Problem requirements — Copy the part of the records that opens with the line containing "detect_objects — Locates the specified sky" and closes with the line containing "left=296, top=96, right=331, bottom=179", substituting "church steeple" for "cathedral bell tower" and changing nothing else.

Dataset records —
⟨
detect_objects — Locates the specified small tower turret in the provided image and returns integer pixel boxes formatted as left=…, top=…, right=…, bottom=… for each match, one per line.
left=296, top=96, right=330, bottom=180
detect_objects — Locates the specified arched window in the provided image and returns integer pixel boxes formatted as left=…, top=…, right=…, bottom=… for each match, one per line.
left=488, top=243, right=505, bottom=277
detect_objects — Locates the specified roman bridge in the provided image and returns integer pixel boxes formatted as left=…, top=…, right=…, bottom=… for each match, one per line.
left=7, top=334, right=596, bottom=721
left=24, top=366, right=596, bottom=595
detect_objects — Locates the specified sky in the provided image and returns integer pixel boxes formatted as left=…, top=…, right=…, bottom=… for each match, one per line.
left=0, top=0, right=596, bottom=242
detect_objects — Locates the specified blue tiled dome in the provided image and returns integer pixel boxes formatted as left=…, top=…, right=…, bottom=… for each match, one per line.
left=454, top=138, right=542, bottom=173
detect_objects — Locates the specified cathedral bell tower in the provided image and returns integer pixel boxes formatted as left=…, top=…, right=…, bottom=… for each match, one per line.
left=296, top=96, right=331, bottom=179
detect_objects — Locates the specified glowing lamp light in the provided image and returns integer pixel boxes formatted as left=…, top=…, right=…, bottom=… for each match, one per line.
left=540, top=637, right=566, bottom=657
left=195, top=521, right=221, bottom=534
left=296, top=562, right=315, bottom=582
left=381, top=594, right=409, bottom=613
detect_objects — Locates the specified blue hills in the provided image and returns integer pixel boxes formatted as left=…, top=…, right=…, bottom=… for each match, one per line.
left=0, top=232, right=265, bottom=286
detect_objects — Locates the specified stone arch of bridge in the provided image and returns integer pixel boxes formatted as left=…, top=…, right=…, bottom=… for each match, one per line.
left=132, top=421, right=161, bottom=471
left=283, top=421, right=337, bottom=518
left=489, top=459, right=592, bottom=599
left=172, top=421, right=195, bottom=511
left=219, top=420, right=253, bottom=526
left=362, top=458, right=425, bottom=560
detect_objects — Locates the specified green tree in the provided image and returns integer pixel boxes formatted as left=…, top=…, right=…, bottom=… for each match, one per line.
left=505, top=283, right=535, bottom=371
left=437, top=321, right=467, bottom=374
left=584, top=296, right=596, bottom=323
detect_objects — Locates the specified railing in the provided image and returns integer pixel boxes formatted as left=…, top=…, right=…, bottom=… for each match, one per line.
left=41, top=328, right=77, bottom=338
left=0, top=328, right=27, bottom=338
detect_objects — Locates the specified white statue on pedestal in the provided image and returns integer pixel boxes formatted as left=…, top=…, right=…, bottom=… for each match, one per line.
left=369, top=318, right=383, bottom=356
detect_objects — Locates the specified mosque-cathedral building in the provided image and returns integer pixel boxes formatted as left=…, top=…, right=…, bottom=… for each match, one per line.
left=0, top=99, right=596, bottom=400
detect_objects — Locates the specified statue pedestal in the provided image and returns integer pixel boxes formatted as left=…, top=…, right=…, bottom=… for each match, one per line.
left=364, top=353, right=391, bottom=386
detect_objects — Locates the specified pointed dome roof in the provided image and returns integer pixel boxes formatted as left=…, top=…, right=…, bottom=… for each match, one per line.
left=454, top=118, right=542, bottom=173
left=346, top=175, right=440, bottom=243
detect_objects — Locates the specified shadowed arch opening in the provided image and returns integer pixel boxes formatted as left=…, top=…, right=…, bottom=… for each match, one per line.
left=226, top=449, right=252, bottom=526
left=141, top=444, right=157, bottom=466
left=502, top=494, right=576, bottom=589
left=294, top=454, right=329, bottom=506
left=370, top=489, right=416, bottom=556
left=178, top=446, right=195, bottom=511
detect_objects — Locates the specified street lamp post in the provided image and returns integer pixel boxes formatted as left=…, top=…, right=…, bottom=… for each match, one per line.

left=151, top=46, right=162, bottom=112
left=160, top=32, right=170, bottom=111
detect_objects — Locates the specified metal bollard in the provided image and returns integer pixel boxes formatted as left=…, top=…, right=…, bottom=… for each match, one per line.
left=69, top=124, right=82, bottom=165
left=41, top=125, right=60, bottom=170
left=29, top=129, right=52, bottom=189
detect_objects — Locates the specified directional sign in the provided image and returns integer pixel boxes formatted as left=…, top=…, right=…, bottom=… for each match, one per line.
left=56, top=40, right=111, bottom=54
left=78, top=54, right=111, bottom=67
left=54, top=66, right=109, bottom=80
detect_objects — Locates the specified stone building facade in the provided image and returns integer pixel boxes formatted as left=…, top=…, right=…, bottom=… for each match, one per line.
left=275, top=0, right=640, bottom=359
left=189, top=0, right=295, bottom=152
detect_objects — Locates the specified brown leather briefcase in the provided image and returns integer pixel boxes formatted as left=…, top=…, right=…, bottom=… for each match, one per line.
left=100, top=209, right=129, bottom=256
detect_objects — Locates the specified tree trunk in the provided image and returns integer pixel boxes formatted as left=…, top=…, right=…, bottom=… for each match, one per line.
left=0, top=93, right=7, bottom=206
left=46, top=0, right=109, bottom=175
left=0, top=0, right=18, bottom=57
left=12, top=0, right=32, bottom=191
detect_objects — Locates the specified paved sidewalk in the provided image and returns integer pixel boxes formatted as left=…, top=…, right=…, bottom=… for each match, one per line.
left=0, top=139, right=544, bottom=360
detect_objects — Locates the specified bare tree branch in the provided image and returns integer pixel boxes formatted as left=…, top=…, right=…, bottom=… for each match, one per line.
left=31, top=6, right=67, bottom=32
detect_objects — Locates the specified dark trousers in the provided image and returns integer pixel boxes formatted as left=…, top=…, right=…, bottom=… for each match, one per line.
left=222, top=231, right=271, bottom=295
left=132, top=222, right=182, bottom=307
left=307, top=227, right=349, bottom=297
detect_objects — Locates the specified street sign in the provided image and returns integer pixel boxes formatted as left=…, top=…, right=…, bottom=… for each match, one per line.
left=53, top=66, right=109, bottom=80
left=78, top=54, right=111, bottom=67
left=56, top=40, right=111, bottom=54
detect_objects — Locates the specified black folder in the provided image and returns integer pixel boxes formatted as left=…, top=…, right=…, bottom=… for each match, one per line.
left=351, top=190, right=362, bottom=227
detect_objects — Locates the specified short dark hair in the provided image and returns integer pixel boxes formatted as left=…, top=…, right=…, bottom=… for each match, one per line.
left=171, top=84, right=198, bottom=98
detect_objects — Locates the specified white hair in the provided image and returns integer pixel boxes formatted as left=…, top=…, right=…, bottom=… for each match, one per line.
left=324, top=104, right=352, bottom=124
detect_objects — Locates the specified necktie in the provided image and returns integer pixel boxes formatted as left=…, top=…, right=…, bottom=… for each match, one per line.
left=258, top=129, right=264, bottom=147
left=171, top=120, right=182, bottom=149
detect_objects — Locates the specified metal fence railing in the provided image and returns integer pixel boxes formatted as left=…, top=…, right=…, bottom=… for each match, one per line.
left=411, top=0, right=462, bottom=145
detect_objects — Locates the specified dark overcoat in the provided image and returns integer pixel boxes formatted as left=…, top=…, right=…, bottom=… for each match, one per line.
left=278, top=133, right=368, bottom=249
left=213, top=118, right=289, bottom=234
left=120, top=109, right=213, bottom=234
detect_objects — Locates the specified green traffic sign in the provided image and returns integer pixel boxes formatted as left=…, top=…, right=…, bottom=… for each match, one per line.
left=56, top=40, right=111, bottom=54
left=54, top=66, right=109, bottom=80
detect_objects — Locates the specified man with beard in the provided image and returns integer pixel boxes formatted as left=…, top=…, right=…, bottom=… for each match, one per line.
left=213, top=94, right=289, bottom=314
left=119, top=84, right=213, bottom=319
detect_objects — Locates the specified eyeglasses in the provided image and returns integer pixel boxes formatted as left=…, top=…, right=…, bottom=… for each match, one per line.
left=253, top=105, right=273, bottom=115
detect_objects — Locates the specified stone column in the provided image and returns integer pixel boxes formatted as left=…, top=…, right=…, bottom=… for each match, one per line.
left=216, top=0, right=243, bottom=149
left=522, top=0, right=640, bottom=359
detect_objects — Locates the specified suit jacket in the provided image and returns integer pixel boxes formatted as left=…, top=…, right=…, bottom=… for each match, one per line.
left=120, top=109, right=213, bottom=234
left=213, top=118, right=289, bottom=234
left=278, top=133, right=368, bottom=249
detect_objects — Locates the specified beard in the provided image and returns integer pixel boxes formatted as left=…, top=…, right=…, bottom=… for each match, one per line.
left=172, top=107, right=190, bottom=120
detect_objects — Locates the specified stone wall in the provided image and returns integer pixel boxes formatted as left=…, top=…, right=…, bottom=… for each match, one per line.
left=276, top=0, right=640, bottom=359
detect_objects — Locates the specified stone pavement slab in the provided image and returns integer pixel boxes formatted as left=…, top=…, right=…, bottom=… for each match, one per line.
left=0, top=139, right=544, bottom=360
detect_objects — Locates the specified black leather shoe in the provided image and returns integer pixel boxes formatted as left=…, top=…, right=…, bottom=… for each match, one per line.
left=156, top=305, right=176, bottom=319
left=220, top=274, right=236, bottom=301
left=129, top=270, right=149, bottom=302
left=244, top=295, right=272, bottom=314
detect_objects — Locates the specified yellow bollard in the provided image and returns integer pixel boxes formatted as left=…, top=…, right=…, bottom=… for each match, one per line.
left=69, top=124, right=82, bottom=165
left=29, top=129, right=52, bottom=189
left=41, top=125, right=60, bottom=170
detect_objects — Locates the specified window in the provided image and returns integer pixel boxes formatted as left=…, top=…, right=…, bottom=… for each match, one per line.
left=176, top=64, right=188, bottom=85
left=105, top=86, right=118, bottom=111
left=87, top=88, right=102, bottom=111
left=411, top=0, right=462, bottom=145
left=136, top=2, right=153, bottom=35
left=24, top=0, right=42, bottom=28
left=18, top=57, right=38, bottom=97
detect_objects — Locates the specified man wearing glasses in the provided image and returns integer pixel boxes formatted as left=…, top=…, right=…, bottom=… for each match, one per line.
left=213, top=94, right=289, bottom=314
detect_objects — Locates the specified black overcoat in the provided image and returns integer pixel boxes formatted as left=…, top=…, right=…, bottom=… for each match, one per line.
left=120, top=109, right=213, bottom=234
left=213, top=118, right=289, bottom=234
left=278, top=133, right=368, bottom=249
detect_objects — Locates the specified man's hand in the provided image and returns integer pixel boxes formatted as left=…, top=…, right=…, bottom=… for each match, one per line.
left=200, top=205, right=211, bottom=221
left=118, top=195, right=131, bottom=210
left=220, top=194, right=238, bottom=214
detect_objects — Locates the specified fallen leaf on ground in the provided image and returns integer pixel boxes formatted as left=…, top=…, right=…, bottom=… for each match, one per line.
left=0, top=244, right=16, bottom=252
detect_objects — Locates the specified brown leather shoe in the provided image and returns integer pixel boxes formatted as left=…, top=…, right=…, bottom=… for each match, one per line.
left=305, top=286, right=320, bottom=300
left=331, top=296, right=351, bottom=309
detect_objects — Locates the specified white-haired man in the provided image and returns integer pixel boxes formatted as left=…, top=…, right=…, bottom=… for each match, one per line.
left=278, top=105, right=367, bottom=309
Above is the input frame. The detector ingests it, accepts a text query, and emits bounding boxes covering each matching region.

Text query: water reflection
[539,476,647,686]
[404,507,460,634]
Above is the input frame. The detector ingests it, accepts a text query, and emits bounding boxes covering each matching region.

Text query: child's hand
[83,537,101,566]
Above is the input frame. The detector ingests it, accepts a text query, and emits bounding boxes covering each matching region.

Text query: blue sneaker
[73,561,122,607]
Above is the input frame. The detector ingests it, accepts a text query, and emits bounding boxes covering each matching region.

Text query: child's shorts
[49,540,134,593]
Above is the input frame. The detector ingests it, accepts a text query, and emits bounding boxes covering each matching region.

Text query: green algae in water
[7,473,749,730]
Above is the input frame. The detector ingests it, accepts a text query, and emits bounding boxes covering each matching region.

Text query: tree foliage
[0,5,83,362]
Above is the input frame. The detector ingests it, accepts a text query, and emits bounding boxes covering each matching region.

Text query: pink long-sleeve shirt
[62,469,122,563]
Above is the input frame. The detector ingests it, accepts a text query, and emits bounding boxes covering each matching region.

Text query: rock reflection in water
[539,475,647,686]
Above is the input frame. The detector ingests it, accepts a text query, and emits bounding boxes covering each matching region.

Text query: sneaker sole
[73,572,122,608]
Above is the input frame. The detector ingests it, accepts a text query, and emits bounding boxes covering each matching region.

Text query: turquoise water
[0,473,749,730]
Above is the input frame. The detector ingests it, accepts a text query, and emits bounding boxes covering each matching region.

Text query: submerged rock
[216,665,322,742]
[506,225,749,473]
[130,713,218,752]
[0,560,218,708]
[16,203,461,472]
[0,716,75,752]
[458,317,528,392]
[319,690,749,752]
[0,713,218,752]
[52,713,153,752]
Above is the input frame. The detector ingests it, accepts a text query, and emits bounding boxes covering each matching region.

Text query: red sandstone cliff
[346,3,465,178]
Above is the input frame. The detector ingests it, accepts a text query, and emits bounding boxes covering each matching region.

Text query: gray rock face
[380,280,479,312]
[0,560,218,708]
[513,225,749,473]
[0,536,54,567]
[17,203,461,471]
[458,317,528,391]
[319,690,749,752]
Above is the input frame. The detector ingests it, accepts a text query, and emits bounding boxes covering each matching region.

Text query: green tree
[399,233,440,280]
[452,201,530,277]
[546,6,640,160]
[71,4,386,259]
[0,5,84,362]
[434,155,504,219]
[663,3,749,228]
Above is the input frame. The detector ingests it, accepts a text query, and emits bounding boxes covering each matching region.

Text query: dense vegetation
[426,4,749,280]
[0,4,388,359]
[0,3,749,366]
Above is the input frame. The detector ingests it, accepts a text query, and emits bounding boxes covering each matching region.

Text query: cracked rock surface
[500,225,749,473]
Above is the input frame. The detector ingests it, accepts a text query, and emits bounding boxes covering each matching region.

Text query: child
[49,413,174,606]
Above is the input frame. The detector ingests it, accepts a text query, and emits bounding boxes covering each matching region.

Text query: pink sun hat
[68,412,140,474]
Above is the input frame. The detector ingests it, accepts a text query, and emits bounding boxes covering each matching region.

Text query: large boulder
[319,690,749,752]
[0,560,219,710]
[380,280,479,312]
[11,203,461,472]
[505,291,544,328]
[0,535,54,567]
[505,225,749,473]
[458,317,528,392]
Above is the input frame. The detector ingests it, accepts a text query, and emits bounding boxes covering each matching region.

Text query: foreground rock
⟩
The completed task —
detect_objects — Locates the specified sky in the provided image and returns integer pixel boxes formatted as left=…, top=…, right=…, bottom=… for each match, one per line.
left=0, top=0, right=596, bottom=242
detect_objects — Locates the specified blue tiled dome in the provided image and returns integer pixel boxes formatted as left=…, top=…, right=…, bottom=… for each match, one per line.
left=454, top=138, right=542, bottom=173
detect_objects — Locates the specified church steeple in the provided image and returns integer pixel boxes formatted as left=…, top=…, right=…, bottom=… for each match, one per line.
left=296, top=96, right=331, bottom=179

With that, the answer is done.